### MATERIAL TO PROCESS
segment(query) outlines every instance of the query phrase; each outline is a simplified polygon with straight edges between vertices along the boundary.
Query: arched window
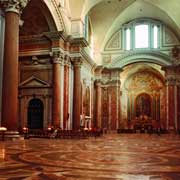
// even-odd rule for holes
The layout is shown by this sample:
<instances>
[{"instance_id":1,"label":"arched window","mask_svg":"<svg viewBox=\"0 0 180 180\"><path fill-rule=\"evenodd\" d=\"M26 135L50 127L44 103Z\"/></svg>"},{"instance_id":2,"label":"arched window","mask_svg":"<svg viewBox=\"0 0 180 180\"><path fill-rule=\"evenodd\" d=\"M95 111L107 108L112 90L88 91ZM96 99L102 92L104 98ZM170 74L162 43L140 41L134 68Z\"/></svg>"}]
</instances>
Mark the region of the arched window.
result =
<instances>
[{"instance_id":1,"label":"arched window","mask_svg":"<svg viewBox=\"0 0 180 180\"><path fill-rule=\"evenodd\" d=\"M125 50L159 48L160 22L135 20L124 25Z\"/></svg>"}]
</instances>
...
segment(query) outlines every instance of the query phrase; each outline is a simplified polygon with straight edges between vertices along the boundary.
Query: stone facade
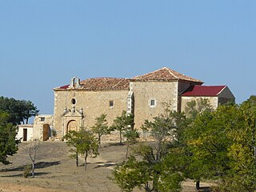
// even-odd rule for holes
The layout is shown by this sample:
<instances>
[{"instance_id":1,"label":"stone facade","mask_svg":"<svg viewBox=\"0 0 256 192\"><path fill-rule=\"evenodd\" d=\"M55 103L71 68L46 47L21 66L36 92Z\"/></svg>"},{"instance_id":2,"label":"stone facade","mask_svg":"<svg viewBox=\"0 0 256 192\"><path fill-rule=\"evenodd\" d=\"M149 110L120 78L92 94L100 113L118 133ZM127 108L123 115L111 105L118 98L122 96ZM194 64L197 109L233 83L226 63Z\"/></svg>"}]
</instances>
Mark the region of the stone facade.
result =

### WHAT YOU NEED TO DO
Pull out each line of the listing above that contains the string "fill". Case counts when matching.

### ANSWER TO THE PROBLEM
[{"instance_id":1,"label":"arched window","mask_svg":"<svg viewBox=\"0 0 180 180\"><path fill-rule=\"evenodd\" d=\"M26 135L50 127L44 103Z\"/></svg>"},{"instance_id":2,"label":"arched window","mask_svg":"<svg viewBox=\"0 0 180 180\"><path fill-rule=\"evenodd\" d=\"M95 111L107 108L112 90L88 91ZM96 99L102 92L104 98ZM170 74L162 43L140 41L134 68Z\"/></svg>"}]
[{"instance_id":1,"label":"arched window","mask_svg":"<svg viewBox=\"0 0 180 180\"><path fill-rule=\"evenodd\" d=\"M125 50L159 48L160 22L135 20L124 25Z\"/></svg>"}]
[{"instance_id":1,"label":"stone facade","mask_svg":"<svg viewBox=\"0 0 256 192\"><path fill-rule=\"evenodd\" d=\"M55 103L71 68L46 47L21 66L36 92Z\"/></svg>"},{"instance_id":2,"label":"stone facade","mask_svg":"<svg viewBox=\"0 0 256 192\"><path fill-rule=\"evenodd\" d=\"M149 110L120 78L92 94L100 113L118 133ZM127 108L123 115L111 105L118 98L122 96ZM194 64L197 109L233 83L226 63Z\"/></svg>"}]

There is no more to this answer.